### EXTRAIT CHOISI
____

Ainsi Kant revient par la morale à la théologie ou à la religion, et trouve dans la première le fondement de la seconde. Il ne pense pas que celle-ci puisse être séparée de celle-là ; mais qu’on y prenne bien garde : tout en rattachant la loi morale à une volonté suprême, il prétend bien n’en pas faire un acte arbitraire de cette volonté ; car nous n’allons pas de l’idée de cette volonté, qui nous est d’ailleurs absolument inaccessible, à celle de cette loi, mais au contraire de l’idée de cette loi à celle de cette volonté. En d’autres termes, suivant les expressions mêmes de Kant (p. 278), que je cite textuellement, parce qu’elles caractérisent bien le lien qu’il établit entre la morale et la religion : « Nous ne tenons pas nos actions pour obligatoires, parce qu’elles sont des commandements de Dieu, mais nous les regardons comme des commandements divins, parce que nous y sommes intérieurement obligés. » Ce n’est qu’à cette condition que nous pouvons faire un usage convenable de la théologie morale : nous nous en servons ainsi pour remplir notre destination dans le monde en prenant notre place dans le système des fins ; autrement nous nous jetons dans un mysticisme où le fil de la raison nous échappe et où nous nous égarons en de vaines et dangereuses spéculations.

____

### Entrées de données enregistrées

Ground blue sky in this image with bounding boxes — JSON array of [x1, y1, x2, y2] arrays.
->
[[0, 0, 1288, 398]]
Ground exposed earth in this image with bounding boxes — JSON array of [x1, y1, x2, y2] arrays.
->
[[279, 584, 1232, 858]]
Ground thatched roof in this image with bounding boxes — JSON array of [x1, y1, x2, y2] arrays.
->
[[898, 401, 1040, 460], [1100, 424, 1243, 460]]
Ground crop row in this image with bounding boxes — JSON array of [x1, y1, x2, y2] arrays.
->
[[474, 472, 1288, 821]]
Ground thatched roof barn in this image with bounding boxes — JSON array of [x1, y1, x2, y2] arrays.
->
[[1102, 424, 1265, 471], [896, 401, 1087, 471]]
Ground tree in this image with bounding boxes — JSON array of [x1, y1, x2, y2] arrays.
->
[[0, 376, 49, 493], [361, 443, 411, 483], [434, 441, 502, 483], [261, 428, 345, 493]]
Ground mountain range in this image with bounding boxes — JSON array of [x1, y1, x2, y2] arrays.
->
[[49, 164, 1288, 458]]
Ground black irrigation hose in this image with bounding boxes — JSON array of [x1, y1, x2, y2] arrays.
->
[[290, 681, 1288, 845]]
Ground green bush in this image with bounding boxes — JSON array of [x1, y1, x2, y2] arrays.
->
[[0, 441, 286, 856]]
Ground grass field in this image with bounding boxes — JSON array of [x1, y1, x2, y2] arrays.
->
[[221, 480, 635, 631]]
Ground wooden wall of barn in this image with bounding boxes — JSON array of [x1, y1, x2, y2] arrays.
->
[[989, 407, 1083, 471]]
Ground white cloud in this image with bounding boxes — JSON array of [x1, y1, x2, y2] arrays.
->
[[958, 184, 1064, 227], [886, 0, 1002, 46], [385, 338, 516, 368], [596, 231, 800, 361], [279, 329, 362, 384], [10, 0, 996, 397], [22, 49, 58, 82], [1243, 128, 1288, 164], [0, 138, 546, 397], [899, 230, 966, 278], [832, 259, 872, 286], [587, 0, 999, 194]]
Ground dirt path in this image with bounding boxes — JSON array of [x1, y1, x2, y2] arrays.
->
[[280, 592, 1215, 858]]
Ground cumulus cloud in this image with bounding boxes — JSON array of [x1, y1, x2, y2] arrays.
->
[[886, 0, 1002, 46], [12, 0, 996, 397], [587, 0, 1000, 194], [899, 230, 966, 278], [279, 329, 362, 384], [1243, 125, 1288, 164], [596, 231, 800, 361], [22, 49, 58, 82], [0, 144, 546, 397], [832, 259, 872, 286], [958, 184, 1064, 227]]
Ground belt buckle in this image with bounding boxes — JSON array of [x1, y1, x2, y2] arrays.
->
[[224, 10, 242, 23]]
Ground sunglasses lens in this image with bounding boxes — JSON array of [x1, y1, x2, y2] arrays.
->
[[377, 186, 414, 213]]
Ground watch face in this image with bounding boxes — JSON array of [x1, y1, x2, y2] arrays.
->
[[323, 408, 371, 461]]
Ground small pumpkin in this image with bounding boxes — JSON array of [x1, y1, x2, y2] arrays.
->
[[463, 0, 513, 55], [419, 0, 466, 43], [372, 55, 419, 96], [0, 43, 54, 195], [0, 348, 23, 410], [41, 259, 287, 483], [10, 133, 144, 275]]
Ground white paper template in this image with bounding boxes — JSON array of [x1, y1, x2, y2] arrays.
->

____

### EXERCICES À FAIRE
1 – D'après l'extrait sur Kant, dans quel domaine Kant trouve-t-il le fondement de la religion ?
2 – Relevez tous les verbes conjugués de l'extrait sur Kant dont le sujet est Kant lui-même, qu'il soit nommé ou désigné par le pronom « il ».

### CORRIGÉS DES EXERCICES
1 – Dans la morale.

2 – revient, trouve, pense, prétend, établit